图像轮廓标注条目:
<<<<
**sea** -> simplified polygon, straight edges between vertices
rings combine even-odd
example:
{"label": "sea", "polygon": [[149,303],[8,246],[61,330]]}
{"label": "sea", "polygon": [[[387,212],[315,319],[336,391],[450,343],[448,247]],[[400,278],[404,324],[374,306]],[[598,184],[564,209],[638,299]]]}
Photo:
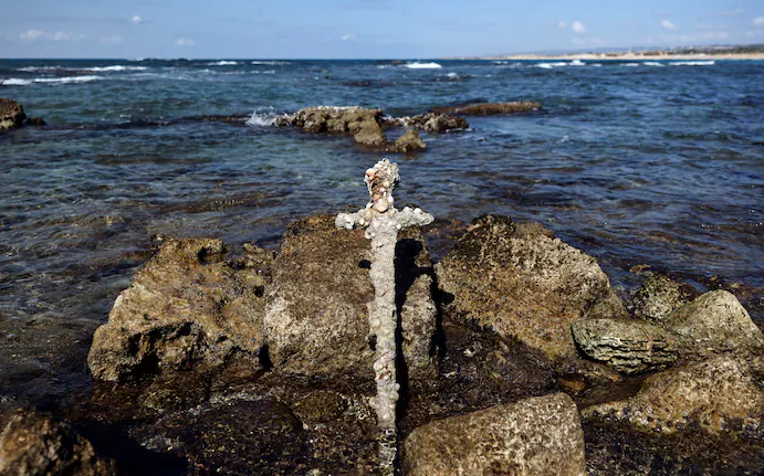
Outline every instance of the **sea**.
{"label": "sea", "polygon": [[[761,61],[0,60],[0,97],[48,123],[0,134],[0,399],[88,384],[92,332],[153,236],[276,248],[290,222],[363,207],[384,157],[399,205],[541,222],[620,293],[667,273],[732,289],[764,326],[763,78]],[[409,156],[272,125],[526,99],[543,107]]]}

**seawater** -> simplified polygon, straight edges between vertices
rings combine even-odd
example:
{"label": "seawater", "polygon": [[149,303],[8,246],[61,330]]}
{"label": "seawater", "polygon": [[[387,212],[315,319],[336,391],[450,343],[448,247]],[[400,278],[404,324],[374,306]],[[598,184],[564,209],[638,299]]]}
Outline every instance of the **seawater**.
{"label": "seawater", "polygon": [[390,156],[397,203],[538,221],[621,289],[648,265],[761,304],[762,77],[746,61],[0,61],[0,96],[49,124],[0,135],[0,381],[84,374],[154,234],[276,246],[291,221],[362,207],[384,154],[270,125],[312,105],[537,99]]}

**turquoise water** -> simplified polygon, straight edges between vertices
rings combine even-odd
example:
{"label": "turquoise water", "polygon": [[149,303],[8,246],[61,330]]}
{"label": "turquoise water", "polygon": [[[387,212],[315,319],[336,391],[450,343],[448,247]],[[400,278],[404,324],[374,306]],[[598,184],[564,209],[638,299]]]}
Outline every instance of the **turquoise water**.
{"label": "turquoise water", "polygon": [[0,358],[41,366],[9,357],[38,345],[19,337],[30,322],[86,349],[153,234],[275,246],[293,220],[360,207],[383,154],[269,125],[312,105],[541,101],[395,157],[397,203],[540,221],[624,288],[647,264],[761,302],[764,62],[438,63],[0,61],[0,97],[49,124],[0,135]]}

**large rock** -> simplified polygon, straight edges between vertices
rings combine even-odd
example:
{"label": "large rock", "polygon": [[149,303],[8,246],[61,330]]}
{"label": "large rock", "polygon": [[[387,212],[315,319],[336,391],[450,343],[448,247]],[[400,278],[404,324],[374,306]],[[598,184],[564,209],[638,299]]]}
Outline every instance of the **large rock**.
>>>>
* 题目详情
把上面所有行排成编号列表，空行不要。答案里不要包含图片。

* 本题解答
1. **sea** -> simplified polygon, straight edges between vertices
2. rings combine even-odd
3. example:
4. {"label": "sea", "polygon": [[149,303],[8,246],[61,330]]}
5. {"label": "sea", "polygon": [[[387,212],[315,319],[336,391],[450,343],[448,247]],[[400,278],[404,324],[374,306]],[[598,184],[564,209],[638,299]]]}
6. Photo:
7. Outline every instance of the **sea**.
8. {"label": "sea", "polygon": [[[761,61],[0,60],[0,97],[48,123],[0,134],[0,399],[88,384],[92,332],[153,236],[276,248],[290,222],[363,207],[384,157],[399,205],[541,222],[620,293],[667,273],[732,289],[764,326],[763,78]],[[409,156],[272,125],[526,99],[543,107]]]}
9. **seawater** -> simplified polygon, straight edges between vertices
10. rings combine even-odd
11. example:
12. {"label": "seawater", "polygon": [[149,303],[8,246],[61,330]]}
13. {"label": "seawater", "polygon": [[[387,212],[315,319],[336,391],[450,343],[448,247]],[[400,278],[404,324],[374,306]],[[598,184],[564,209],[638,299]]]}
14. Outline every instance of the **seawater**.
15. {"label": "seawater", "polygon": [[390,156],[397,203],[538,221],[621,289],[648,265],[761,304],[762,77],[746,61],[0,61],[0,96],[49,124],[0,135],[0,381],[84,374],[154,234],[276,246],[291,221],[362,207],[384,154],[270,125],[312,105],[537,99]]}
16. **turquoise water** -> simplified polygon, straight edges between vertices
17. rings combine even-odd
18. example:
19. {"label": "turquoise water", "polygon": [[149,303],[8,246],[61,330]]}
20. {"label": "turquoise water", "polygon": [[[387,212],[315,319],[336,391],[450,343],[448,247]],[[400,278],[404,324],[374,306]],[[598,184],[564,209],[638,299]]]}
21. Outline every instance of the **turquoise water**.
22. {"label": "turquoise water", "polygon": [[0,358],[41,366],[9,357],[38,345],[19,337],[30,322],[86,349],[153,234],[275,246],[293,220],[360,207],[383,154],[269,125],[312,105],[541,101],[395,157],[397,203],[540,221],[624,288],[647,264],[761,302],[764,62],[438,63],[0,61],[0,97],[49,124],[0,135]]}
23. **large rock** -> simplified polygon, straight edges between vertices
24. rings combine even-odd
25. example:
26. {"label": "large rock", "polygon": [[149,303],[8,246],[61,330]]}
27. {"label": "large rock", "polygon": [[[387,212],[315,319],[336,391],[450,343],[448,247]],[[400,278],[404,324],[374,306]],[[598,184],[564,209],[638,299]]]}
28. Outline every instance of the **large rock**.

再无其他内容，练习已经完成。